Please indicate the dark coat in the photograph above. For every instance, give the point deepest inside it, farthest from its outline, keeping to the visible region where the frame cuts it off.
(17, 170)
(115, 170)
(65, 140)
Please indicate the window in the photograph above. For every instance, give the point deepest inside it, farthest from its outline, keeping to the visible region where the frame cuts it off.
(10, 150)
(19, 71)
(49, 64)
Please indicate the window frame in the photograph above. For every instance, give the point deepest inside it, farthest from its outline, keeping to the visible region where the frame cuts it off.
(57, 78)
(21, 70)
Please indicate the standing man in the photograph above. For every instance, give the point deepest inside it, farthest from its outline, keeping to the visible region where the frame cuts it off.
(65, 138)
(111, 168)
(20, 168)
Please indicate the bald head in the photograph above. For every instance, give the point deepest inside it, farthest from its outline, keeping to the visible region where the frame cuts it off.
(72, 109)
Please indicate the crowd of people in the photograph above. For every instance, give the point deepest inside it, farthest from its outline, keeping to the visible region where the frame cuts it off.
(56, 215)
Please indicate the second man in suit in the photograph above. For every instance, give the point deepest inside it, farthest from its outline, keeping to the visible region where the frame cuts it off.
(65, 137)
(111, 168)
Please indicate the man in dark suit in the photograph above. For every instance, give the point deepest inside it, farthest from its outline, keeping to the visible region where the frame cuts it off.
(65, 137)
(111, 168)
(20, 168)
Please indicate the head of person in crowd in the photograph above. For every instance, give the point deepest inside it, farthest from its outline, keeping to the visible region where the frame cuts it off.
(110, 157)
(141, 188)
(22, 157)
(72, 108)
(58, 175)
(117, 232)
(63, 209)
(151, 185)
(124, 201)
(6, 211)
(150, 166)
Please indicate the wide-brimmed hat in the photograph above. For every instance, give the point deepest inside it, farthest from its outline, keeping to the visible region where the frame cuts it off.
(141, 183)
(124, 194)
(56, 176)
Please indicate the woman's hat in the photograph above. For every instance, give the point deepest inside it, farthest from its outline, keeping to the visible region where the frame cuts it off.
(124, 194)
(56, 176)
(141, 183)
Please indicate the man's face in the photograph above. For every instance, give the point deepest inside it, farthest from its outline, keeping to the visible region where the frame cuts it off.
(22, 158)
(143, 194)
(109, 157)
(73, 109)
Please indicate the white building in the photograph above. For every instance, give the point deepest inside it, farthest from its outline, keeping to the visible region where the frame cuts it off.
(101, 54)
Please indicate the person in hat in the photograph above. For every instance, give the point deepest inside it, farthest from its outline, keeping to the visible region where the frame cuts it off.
· · · ·
WHAT YOU SHOULD DO: Output all of the records above exactly as they appear.

RESPONSE BOX:
Please indicate the dark coat in the photograph above. For every instance, give the point deepest inside it, farthest from its outline, keeping to the visible region where the frame cuts it off.
(17, 170)
(115, 170)
(65, 140)
Please indicate the window in the photograph above. For every instance, give the point deepest inside it, farthest from its outline, keeping to the visible region where the frame cuts it off.
(10, 150)
(19, 71)
(49, 64)
Please indicate the window frame in the photograph above. For every instance, give the point deepest inside it, farthest from its outline, keeping to the visible region where the frame cuts it off.
(57, 78)
(21, 70)
Please indicate the standing man in the photograph above. For every instance, give the point deepest inside it, farthest from its outline, keeping to the visible region where the frame cuts it off.
(65, 138)
(111, 168)
(20, 168)
Please indicate the bald head in the photograph above. For every instance, give the point deepest inside it, farthest from its outline, keeping to the visible region where the frame cuts it off.
(72, 109)
Please indicate the crowd of people in the photograph above. For every instance, give the point deepest inside it, farthest from its outline, keeping to the visible region where the frame cuts it off.
(56, 215)
Please indicate the second man in suit in the photograph above. For every instance, give the point deepest inside it, farthest from its outline, keeping to the visible region where the frame cuts it off.
(65, 137)
(111, 168)
Please indicate the man in dark suit in the photograph above. For every instance, give the point deepest inside it, farthest from its outline, keeping to the visible region where the frame cuts it off.
(65, 137)
(111, 168)
(20, 168)
Please indicate the head of person in crowd in the photograph above. For every instance, give the point deepest inside it, farthest from its outline, keeping to the visible region where the frame cuts it off.
(110, 157)
(141, 188)
(22, 157)
(72, 108)
(58, 175)
(117, 232)
(63, 209)
(151, 185)
(124, 201)
(6, 211)
(150, 166)
Please indicate the wide-brimmed hat in the photograph above. For every instance, give the point deepest inside it, farthest from its outline, keeping to the visible region where the frame cuts it off.
(141, 183)
(124, 194)
(56, 176)
Please indicate the woman's hat in the photograph above. For every instance, give the point deepest inside it, farthest from its outline, keeping to the visible region where the frame cuts it off.
(124, 194)
(56, 176)
(141, 183)
Please indicate the man's face in the photograph above. For every instance, give the point deepest inside it, farthest from its outline, keeping to the visible region where the frame cuts it off.
(22, 158)
(143, 194)
(109, 157)
(73, 109)
Please indicate the white building in the photograph above. For every instance, give the point deepest inside it, farthest from its outline, keeping to the visible region where the frame cuts it off.
(101, 54)
Please indicate the person in hat in the photograph above. For every instance, give the point deepest inside it, farthest from its outline, keeping to the visible region where the frame cuts it off.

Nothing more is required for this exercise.